┌──

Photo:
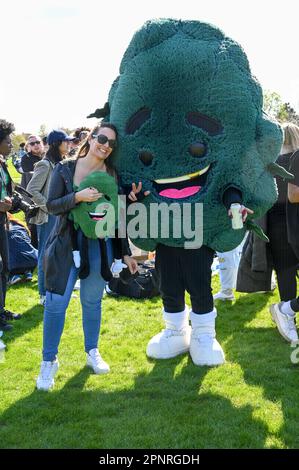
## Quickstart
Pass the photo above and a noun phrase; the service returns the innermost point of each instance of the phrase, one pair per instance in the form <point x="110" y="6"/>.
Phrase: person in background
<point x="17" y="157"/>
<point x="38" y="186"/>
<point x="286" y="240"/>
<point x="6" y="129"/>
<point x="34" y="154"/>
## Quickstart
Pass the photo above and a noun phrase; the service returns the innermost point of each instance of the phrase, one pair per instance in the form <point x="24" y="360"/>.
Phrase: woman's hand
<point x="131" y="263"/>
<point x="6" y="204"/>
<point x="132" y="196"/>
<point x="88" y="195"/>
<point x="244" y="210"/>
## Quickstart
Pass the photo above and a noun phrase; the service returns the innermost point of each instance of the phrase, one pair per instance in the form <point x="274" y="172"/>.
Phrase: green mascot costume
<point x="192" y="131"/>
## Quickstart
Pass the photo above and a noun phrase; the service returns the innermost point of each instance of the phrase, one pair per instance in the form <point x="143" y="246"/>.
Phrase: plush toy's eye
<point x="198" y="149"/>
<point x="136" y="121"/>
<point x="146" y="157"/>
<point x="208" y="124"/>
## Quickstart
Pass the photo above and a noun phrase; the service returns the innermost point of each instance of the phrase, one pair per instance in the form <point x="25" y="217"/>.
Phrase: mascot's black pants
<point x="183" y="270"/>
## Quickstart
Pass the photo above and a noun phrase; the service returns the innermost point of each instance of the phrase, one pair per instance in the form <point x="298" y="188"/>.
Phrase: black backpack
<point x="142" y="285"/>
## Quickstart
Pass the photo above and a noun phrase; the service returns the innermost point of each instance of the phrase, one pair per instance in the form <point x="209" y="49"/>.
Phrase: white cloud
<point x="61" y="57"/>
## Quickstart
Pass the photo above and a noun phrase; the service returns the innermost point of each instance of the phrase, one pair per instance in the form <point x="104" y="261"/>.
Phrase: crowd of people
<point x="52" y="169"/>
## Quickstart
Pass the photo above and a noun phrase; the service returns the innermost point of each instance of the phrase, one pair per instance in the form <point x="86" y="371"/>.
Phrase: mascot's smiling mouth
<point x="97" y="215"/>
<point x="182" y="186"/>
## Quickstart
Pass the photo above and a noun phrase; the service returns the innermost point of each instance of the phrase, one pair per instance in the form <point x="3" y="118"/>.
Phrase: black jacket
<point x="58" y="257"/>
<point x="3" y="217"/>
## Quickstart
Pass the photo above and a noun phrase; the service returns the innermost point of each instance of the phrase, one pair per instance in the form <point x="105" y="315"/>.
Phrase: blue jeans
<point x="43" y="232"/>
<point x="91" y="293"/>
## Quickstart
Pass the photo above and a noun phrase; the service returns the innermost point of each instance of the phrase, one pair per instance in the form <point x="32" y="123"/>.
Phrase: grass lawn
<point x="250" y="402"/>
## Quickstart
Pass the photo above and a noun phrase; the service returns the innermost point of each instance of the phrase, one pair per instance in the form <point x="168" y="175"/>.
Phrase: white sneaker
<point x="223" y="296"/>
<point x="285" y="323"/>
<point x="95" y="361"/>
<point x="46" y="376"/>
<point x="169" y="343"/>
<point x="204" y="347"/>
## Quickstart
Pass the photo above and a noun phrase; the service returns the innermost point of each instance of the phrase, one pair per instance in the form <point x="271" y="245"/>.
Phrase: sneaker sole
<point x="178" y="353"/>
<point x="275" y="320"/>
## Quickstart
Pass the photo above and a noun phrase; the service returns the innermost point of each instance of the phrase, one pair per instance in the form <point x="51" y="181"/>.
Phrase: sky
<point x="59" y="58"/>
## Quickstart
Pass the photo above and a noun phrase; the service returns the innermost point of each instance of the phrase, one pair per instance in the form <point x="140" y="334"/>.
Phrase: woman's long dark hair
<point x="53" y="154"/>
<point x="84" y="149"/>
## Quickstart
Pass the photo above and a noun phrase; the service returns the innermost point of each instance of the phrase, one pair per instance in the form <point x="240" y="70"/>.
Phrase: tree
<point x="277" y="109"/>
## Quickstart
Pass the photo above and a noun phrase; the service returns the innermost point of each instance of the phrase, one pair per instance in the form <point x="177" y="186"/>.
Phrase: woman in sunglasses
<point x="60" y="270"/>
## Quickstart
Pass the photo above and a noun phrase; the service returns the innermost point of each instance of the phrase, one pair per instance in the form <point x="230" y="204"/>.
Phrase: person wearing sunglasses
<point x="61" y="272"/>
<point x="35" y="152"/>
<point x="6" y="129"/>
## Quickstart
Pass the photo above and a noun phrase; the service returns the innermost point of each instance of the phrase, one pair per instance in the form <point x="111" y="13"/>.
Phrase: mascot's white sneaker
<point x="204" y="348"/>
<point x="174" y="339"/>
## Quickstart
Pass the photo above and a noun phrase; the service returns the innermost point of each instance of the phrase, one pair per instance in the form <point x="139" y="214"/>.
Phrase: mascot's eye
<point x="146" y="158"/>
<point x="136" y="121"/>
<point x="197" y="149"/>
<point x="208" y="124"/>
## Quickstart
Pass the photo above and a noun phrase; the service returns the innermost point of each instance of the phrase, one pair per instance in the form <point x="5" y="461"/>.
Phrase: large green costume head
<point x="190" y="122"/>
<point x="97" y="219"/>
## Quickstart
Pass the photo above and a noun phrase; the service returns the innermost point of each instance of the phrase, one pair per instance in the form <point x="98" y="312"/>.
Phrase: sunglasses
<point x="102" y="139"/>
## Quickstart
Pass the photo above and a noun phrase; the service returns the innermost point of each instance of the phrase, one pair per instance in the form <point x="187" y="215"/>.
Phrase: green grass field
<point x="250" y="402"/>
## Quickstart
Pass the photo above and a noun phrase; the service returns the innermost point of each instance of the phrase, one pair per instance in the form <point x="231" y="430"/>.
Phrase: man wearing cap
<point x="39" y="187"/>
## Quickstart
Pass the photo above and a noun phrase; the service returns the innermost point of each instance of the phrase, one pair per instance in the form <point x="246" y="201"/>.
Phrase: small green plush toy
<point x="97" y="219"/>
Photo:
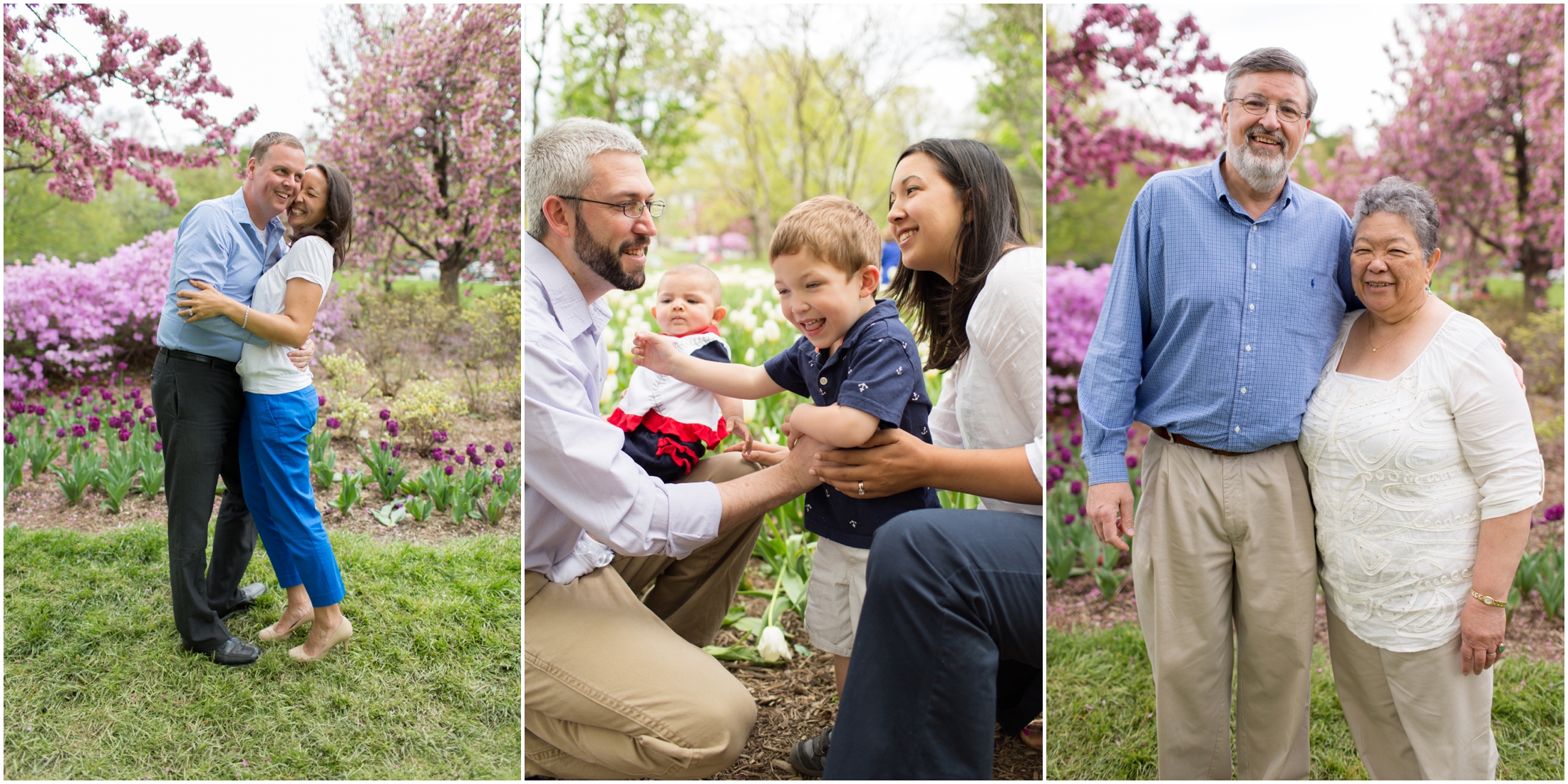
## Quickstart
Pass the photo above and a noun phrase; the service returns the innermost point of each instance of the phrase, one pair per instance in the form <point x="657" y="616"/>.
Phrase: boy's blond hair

└──

◆ **Instructions to follow**:
How many lines of the material above contain the string "person" with the same capitalization? Reply with the number alone.

◆ **Output of the task**:
2